* [Job item] Write down the listing below exactly as it appears, every line without change.

* [Data to examine]
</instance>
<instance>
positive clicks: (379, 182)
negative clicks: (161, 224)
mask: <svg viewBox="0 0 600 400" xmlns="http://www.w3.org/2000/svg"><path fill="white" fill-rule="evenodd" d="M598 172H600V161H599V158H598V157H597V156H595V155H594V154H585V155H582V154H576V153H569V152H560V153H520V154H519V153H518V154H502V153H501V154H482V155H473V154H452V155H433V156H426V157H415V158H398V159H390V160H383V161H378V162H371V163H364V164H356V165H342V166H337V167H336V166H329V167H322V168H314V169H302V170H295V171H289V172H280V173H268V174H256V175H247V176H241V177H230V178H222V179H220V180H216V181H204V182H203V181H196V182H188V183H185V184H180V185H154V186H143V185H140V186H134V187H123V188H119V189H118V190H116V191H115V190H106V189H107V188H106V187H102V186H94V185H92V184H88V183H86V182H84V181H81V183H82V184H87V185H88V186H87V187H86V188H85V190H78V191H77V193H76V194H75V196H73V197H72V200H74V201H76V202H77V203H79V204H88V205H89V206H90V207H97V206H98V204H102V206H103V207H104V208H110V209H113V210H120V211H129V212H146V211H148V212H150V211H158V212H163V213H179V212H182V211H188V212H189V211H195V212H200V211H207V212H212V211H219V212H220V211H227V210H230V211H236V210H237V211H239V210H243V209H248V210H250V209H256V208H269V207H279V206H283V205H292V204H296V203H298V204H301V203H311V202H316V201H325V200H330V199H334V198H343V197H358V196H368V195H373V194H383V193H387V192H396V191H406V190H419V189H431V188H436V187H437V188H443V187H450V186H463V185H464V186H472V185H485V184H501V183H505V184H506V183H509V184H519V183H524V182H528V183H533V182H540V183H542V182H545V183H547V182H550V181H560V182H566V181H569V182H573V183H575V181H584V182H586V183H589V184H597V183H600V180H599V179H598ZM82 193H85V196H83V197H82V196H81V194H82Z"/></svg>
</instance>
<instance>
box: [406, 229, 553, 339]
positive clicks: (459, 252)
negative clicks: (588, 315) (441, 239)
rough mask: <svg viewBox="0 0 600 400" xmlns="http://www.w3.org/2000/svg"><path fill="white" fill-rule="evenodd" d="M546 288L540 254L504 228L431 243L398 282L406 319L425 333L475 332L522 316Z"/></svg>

* [Answer for the task]
</instance>
<instance>
positive clicks: (379, 182)
negative clicks: (161, 224)
mask: <svg viewBox="0 0 600 400" xmlns="http://www.w3.org/2000/svg"><path fill="white" fill-rule="evenodd" d="M598 172H600V161H599V158H598V157H597V156H595V155H594V154H585V155H582V154H576V153H569V152H560V153H520V154H519V153H518V154H502V153H501V154H482V155H473V154H452V155H433V156H426V157H415V158H398V159H390V160H383V161H378V162H371V163H364V164H356V165H342V166H337V167H336V166H329V167H322V168H314V169H302V170H295V171H289V172H280V173H268V174H256V175H247V176H241V177H230V178H222V179H220V180H216V181H204V182H203V181H196V182H188V183H185V184H180V185H154V186H143V185H140V186H134V187H123V188H119V189H118V190H116V191H115V190H106V189H107V188H106V187H102V186H94V185H92V184H88V183H86V182H84V181H81V183H82V184H87V185H88V186H87V187H86V188H85V190H78V191H77V193H76V194H75V196H73V197H72V200H74V201H76V202H77V203H79V204H88V205H89V206H90V207H97V206H98V204H102V206H103V207H104V208H110V209H113V210H120V211H129V212H146V211H148V212H150V211H158V212H163V213H179V212H182V211H188V212H189V211H195V212H200V211H207V212H212V211H219V212H220V211H227V210H230V211H236V210H237V211H239V210H243V209H248V210H250V209H256V208H269V207H279V206H283V205H292V204H296V203H298V204H301V203H311V202H316V201H325V200H330V199H334V198H343V197H358V196H368V195H373V194H383V193H387V192H396V191H406V190H419V189H431V188H436V187H437V188H443V187H450V186H463V185H464V186H472V185H485V184H501V183H505V184H506V183H509V184H519V183H524V182H528V183H533V182H540V183H542V182H545V183H547V182H550V181H560V182H566V181H569V182H573V183H575V181H584V182H586V183H589V184H597V183H600V180H599V179H598ZM82 193H85V196H83V197H82V196H81V194H82Z"/></svg>
</instance>
<instance>
box: [406, 229, 553, 339]
positive clicks: (459, 252)
negative clicks: (588, 315) (441, 239)
rough mask: <svg viewBox="0 0 600 400" xmlns="http://www.w3.org/2000/svg"><path fill="white" fill-rule="evenodd" d="M546 288L540 254L504 228L431 243L398 282L406 319L425 333L475 332L522 316Z"/></svg>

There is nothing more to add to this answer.